**TASK TO CARRY OUT**. Beginning with the line that holds "Practice. Find the patterned" and ending with the last line, please repeat the entries exactly and omit the pictures.

'''

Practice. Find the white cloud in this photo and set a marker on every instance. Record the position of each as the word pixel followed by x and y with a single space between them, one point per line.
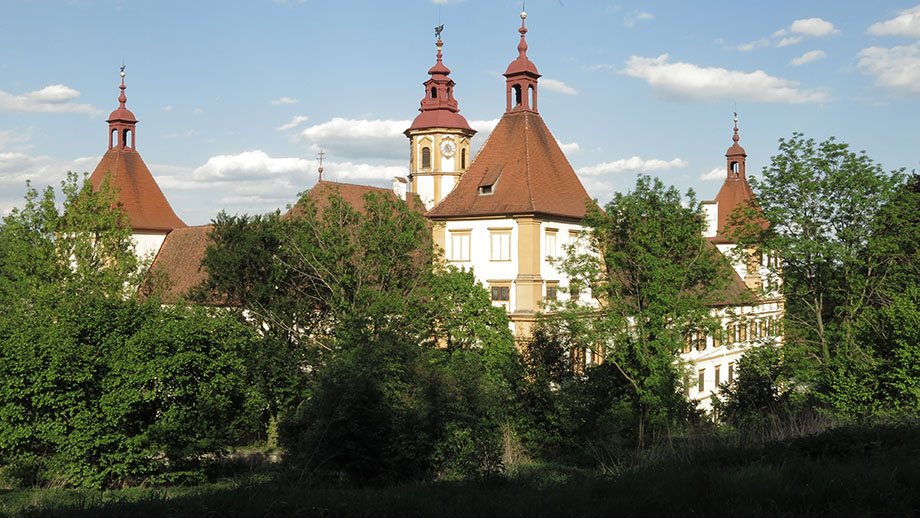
pixel 602 66
pixel 812 27
pixel 358 138
pixel 636 16
pixel 50 99
pixel 571 147
pixel 907 23
pixel 791 40
pixel 17 167
pixel 806 27
pixel 632 164
pixel 15 136
pixel 758 44
pixel 251 164
pixel 896 68
pixel 483 128
pixel 555 85
pixel 686 81
pixel 716 174
pixel 296 121
pixel 808 57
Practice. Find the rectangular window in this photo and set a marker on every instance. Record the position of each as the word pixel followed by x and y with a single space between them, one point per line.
pixel 501 293
pixel 549 243
pixel 501 245
pixel 460 245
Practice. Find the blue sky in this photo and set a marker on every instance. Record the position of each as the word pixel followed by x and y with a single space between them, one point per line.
pixel 235 98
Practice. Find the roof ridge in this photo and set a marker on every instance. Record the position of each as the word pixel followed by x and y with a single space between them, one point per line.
pixel 527 159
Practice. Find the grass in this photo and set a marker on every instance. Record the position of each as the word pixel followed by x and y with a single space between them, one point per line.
pixel 842 472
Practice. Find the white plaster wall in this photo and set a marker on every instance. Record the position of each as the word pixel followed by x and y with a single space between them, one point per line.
pixel 425 189
pixel 711 215
pixel 727 352
pixel 550 270
pixel 447 164
pixel 447 185
pixel 147 244
pixel 480 251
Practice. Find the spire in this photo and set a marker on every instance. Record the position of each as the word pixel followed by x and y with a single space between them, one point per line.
pixel 320 156
pixel 122 123
pixel 735 156
pixel 439 107
pixel 521 77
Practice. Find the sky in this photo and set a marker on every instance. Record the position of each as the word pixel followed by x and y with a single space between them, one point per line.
pixel 236 98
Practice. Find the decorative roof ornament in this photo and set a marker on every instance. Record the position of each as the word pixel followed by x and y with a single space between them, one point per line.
pixel 439 107
pixel 321 155
pixel 735 137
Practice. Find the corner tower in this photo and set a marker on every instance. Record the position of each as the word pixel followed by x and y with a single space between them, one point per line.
pixel 516 208
pixel 143 202
pixel 439 138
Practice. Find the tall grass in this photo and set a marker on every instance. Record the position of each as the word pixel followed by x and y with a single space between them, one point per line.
pixel 845 471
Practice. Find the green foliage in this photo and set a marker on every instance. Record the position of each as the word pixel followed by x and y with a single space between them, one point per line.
pixel 847 232
pixel 886 380
pixel 325 277
pixel 99 388
pixel 821 200
pixel 656 278
pixel 390 411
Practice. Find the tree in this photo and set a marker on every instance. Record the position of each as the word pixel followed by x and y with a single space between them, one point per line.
pixel 656 279
pixel 821 201
pixel 100 389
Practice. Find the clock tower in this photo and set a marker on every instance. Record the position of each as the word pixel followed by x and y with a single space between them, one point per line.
pixel 439 138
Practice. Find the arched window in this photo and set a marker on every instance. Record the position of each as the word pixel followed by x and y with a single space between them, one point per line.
pixel 426 158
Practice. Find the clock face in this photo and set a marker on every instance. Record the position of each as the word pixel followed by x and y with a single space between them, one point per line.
pixel 448 148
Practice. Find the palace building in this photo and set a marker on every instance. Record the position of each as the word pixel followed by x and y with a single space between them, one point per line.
pixel 506 213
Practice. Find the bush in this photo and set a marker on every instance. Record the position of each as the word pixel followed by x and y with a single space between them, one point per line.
pixel 388 411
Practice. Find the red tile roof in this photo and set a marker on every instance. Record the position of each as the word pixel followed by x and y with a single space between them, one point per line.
pixel 353 194
pixel 526 170
pixel 178 263
pixel 141 197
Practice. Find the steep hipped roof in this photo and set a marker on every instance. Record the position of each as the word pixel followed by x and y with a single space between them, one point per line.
pixel 519 170
pixel 178 262
pixel 735 191
pixel 352 194
pixel 139 194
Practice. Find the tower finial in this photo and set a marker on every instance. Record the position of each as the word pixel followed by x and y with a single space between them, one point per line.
pixel 735 137
pixel 122 99
pixel 321 155
pixel 522 46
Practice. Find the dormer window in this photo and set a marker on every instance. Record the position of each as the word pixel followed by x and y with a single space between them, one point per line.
pixel 426 158
pixel 489 181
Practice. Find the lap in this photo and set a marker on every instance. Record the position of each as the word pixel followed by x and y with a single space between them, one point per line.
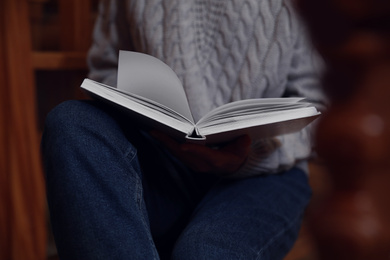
pixel 254 218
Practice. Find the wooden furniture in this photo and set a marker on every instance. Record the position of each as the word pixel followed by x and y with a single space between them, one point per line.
pixel 32 58
pixel 353 138
pixel 22 198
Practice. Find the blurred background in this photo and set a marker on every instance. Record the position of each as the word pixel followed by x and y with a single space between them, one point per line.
pixel 43 47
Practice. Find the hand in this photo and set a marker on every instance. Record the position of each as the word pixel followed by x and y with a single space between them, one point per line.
pixel 222 161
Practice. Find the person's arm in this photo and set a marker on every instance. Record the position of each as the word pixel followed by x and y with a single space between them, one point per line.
pixel 111 34
pixel 283 152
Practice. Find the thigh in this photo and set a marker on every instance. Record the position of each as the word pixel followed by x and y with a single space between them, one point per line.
pixel 254 218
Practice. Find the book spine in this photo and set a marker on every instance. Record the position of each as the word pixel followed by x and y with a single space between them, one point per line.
pixel 195 137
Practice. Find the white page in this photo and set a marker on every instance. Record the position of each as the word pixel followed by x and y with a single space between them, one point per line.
pixel 134 105
pixel 144 75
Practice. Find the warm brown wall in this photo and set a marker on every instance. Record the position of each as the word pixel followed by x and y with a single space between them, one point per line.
pixel 22 194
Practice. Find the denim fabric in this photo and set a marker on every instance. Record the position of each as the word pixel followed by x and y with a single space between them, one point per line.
pixel 114 193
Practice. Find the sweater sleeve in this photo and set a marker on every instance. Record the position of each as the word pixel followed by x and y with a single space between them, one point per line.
pixel 283 152
pixel 109 36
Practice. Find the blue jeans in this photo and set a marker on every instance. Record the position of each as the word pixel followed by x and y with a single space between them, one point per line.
pixel 114 193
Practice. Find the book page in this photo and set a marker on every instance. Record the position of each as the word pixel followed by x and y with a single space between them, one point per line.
pixel 149 77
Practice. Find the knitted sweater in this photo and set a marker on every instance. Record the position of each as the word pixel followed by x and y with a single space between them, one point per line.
pixel 222 50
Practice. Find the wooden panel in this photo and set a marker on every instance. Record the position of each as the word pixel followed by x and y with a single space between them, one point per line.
pixel 22 198
pixel 59 60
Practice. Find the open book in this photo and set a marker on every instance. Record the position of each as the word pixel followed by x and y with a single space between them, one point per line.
pixel 166 107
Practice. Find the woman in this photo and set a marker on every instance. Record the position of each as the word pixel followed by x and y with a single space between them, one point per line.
pixel 118 192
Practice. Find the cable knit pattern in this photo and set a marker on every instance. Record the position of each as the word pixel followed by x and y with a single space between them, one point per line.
pixel 222 50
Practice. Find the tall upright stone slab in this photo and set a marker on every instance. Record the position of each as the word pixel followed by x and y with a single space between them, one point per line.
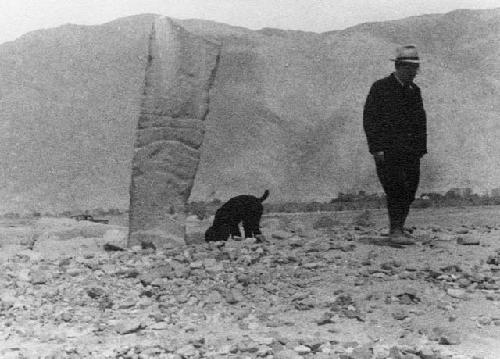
pixel 180 72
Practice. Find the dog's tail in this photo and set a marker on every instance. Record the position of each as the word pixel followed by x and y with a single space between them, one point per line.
pixel 264 196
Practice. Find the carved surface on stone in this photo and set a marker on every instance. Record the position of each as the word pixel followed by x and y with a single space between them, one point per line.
pixel 170 131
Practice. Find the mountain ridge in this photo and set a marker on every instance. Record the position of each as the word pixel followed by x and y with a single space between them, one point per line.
pixel 285 109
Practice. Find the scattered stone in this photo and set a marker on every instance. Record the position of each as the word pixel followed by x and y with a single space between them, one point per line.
pixel 457 293
pixel 468 241
pixel 128 327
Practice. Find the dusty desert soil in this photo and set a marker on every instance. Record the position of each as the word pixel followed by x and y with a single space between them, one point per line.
pixel 323 285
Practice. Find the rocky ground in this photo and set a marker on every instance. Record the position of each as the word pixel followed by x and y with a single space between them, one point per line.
pixel 326 285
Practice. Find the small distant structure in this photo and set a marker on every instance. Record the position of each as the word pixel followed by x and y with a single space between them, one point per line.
pixel 495 193
pixel 88 217
pixel 462 192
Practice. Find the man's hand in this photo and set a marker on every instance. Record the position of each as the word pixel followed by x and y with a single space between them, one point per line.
pixel 378 157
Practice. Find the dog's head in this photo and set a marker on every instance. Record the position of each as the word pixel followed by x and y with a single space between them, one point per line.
pixel 219 233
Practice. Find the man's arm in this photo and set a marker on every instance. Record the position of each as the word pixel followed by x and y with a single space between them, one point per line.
pixel 372 124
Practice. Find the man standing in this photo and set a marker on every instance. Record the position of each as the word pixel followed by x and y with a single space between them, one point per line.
pixel 395 124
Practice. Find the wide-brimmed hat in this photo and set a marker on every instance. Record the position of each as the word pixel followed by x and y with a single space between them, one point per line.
pixel 407 53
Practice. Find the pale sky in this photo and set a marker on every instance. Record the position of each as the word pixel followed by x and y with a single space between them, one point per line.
pixel 20 16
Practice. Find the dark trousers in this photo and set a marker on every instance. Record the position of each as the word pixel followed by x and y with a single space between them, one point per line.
pixel 399 176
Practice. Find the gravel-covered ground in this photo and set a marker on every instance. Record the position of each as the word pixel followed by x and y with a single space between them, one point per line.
pixel 323 285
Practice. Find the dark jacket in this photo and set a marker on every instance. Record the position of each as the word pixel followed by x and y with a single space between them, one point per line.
pixel 394 119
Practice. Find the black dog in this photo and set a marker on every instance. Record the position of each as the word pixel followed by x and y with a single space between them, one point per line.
pixel 245 208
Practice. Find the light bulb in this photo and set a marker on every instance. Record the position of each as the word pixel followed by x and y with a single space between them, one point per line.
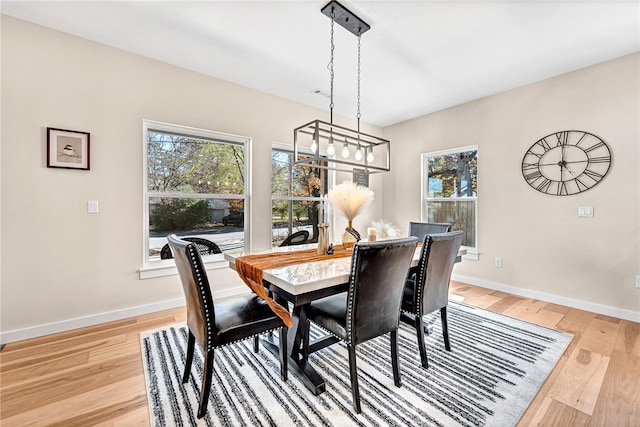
pixel 331 149
pixel 345 151
pixel 370 157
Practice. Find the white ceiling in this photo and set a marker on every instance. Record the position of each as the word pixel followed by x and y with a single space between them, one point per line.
pixel 418 57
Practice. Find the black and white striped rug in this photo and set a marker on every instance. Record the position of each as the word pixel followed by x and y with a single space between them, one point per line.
pixel 495 368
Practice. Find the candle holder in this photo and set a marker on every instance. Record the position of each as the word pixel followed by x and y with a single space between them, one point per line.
pixel 323 237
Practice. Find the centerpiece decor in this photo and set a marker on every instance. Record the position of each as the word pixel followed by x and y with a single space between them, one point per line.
pixel 350 199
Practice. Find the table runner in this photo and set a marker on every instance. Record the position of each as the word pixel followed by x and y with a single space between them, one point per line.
pixel 250 267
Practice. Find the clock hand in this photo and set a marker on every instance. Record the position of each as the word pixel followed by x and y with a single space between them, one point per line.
pixel 565 163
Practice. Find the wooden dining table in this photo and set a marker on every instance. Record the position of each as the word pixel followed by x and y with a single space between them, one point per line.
pixel 293 286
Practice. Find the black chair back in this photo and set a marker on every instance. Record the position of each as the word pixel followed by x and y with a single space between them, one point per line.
pixel 421 229
pixel 297 238
pixel 205 246
pixel 378 274
pixel 438 255
pixel 200 310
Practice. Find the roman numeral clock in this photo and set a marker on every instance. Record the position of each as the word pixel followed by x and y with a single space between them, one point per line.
pixel 567 162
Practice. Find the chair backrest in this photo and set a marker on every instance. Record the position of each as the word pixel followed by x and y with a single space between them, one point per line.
pixel 376 281
pixel 206 247
pixel 421 229
pixel 437 257
pixel 195 284
pixel 297 238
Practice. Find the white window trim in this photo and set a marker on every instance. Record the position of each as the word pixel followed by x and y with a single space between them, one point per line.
pixel 472 253
pixel 159 268
pixel 331 178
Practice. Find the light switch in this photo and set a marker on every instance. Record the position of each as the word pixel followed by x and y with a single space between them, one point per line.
pixel 586 212
pixel 92 206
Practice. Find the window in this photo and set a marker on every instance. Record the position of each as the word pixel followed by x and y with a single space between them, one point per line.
pixel 450 190
pixel 195 186
pixel 296 192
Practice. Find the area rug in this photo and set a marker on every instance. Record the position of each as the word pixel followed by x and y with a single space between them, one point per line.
pixel 496 367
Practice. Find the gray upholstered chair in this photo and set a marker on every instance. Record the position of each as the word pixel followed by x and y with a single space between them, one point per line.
pixel 371 306
pixel 216 324
pixel 429 291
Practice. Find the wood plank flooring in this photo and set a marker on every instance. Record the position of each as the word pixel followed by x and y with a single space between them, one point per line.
pixel 93 376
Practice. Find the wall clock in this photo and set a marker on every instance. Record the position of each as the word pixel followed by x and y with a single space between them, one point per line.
pixel 566 162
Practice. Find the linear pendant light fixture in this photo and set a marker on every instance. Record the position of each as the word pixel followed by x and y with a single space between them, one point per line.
pixel 328 145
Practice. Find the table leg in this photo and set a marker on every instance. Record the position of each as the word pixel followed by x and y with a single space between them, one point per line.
pixel 309 376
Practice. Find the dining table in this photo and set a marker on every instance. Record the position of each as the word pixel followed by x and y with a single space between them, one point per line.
pixel 293 286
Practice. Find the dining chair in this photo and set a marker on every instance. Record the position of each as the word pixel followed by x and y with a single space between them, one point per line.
pixel 370 307
pixel 297 238
pixel 428 290
pixel 421 229
pixel 218 323
pixel 206 247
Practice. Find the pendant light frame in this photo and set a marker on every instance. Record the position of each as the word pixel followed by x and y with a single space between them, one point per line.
pixel 320 133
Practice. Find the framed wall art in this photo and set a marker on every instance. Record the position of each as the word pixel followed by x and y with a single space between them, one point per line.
pixel 68 149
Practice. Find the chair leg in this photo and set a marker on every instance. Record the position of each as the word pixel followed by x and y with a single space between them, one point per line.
pixel 394 358
pixel 353 373
pixel 206 383
pixel 187 363
pixel 284 358
pixel 305 325
pixel 421 345
pixel 445 328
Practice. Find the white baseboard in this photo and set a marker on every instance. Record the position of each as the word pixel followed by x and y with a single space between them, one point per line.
pixel 67 325
pixel 633 316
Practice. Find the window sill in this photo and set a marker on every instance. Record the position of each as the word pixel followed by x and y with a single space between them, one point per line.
pixel 168 267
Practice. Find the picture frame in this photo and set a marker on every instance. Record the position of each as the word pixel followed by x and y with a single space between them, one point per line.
pixel 67 149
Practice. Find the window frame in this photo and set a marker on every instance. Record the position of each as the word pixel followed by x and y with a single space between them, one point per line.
pixel 330 180
pixel 472 252
pixel 155 268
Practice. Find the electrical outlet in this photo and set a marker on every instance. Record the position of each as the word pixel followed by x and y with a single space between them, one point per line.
pixel 92 206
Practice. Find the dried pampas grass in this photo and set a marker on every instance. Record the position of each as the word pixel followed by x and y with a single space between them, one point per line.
pixel 349 199
pixel 386 230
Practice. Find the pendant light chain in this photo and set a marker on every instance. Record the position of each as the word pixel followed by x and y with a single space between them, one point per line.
pixel 330 67
pixel 358 114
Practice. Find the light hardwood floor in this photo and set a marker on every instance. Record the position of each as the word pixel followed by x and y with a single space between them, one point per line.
pixel 93 376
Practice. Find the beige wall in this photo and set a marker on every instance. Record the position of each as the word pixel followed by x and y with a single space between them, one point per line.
pixel 61 266
pixel 547 250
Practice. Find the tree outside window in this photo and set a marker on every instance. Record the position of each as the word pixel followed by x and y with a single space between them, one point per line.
pixel 450 190
pixel 296 192
pixel 195 186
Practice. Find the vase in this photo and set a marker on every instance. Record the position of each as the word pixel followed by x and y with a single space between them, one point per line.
pixel 350 237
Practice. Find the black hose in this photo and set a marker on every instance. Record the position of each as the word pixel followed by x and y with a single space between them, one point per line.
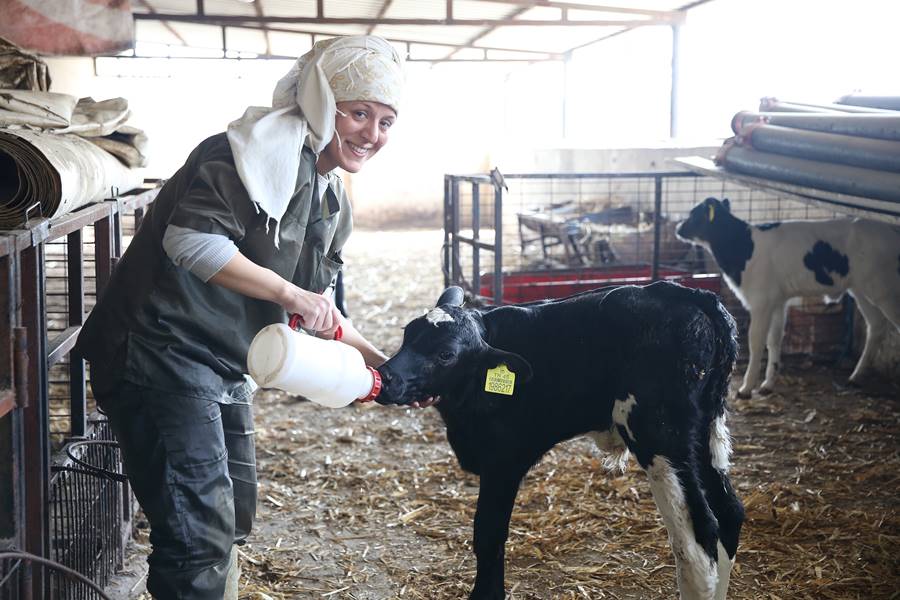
pixel 20 555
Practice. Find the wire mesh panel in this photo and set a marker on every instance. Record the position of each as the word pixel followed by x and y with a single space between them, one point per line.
pixel 87 505
pixel 553 234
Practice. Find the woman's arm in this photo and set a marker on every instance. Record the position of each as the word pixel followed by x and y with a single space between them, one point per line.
pixel 243 276
pixel 352 337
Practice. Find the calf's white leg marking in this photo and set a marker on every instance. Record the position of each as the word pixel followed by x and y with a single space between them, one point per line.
pixel 724 564
pixel 621 410
pixel 720 444
pixel 696 572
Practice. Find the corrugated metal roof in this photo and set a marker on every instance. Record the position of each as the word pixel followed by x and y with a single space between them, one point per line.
pixel 426 29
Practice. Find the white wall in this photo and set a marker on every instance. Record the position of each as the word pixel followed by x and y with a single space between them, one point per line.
pixel 460 118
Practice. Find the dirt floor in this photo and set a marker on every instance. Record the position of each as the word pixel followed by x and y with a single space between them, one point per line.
pixel 367 502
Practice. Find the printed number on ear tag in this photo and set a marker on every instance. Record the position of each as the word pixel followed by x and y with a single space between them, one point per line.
pixel 500 380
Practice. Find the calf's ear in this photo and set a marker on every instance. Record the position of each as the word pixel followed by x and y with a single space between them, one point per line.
pixel 514 362
pixel 452 296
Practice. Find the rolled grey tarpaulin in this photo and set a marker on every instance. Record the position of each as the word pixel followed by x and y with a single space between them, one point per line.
pixel 884 126
pixel 843 179
pixel 883 102
pixel 868 153
pixel 769 104
pixel 58 172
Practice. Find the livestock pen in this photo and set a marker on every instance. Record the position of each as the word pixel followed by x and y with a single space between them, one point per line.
pixel 368 502
pixel 553 234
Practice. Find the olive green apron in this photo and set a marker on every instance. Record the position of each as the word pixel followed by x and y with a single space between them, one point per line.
pixel 159 326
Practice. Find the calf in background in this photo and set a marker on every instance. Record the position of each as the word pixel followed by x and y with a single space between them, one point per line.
pixel 643 370
pixel 767 265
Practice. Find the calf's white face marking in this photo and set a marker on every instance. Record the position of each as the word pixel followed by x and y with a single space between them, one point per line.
pixel 621 410
pixel 697 573
pixel 438 315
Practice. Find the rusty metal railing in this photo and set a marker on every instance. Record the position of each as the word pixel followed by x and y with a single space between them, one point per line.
pixel 29 348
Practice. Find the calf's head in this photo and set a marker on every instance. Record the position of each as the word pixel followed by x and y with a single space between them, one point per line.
pixel 702 221
pixel 441 351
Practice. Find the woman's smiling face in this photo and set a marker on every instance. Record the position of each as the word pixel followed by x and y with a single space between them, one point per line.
pixel 361 129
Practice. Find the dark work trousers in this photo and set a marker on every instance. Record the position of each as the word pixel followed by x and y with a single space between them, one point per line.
pixel 192 465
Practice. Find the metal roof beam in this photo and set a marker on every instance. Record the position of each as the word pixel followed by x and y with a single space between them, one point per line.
pixel 259 12
pixel 544 55
pixel 209 19
pixel 384 6
pixel 469 43
pixel 675 15
pixel 168 27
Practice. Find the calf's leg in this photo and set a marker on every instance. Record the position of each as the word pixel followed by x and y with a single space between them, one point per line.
pixel 876 325
pixel 723 501
pixel 691 527
pixel 773 346
pixel 661 433
pixel 496 497
pixel 760 320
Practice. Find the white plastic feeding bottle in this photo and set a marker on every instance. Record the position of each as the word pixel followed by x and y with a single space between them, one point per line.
pixel 327 372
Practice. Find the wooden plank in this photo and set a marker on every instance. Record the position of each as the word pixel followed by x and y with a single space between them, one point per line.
pixel 859 206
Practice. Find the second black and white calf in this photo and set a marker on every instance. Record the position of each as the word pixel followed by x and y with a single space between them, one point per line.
pixel 767 265
pixel 642 369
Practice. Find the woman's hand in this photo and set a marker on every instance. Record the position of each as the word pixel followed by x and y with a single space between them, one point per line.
pixel 317 312
pixel 242 275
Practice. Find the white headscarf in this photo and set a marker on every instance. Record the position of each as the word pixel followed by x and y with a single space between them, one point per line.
pixel 267 142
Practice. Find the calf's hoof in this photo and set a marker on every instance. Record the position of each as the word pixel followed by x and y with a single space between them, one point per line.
pixel 487 595
pixel 855 382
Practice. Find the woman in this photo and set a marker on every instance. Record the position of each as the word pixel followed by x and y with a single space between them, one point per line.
pixel 248 230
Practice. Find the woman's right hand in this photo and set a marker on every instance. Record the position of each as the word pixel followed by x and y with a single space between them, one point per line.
pixel 243 276
pixel 317 312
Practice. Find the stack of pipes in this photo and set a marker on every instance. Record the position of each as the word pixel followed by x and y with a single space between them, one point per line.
pixel 850 147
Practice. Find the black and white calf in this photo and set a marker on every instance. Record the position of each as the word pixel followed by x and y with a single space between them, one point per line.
pixel 641 369
pixel 769 264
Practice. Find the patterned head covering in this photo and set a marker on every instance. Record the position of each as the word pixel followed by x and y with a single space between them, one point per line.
pixel 266 142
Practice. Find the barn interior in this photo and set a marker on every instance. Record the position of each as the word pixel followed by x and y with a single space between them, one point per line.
pixel 544 148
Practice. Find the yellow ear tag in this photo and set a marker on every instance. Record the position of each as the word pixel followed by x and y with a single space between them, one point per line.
pixel 500 380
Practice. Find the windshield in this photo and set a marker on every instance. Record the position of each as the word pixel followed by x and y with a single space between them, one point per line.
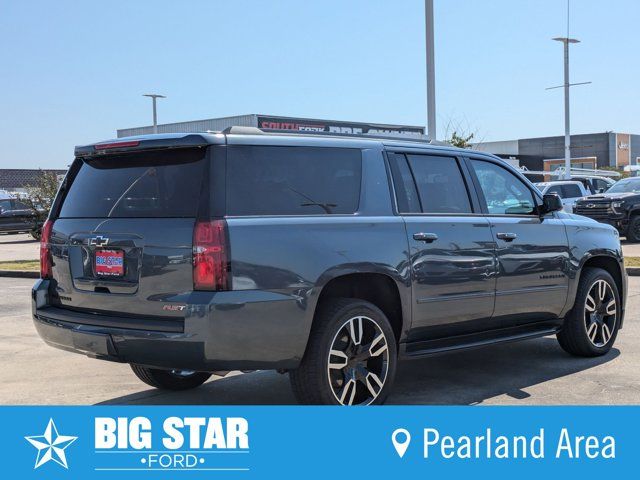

'''

**EXPECTED ANSWER**.
Practice. Find the patterned head covering in this photo and set a marker on every instance. Record the position of each as the word pixel followed by x and y with a single space between them, one point per line.
pixel 266 142
Practice. Find the barn interior in this photo and set a marker on every instance. Record the position of each as the word pixel followed by x and y with a single space between them, one point per line.
pixel 544 148
Practice. Find the yellow ear tag in this photo and set a marker on every instance. Record the position of each as the word pixel followed by x and y with a single space between them, one point per line.
pixel 500 380
Practice. Find the windshield in this photo and set a marker on every instance. Record the position of each as the word pixel followed by x and y with a single space between them, one point per line.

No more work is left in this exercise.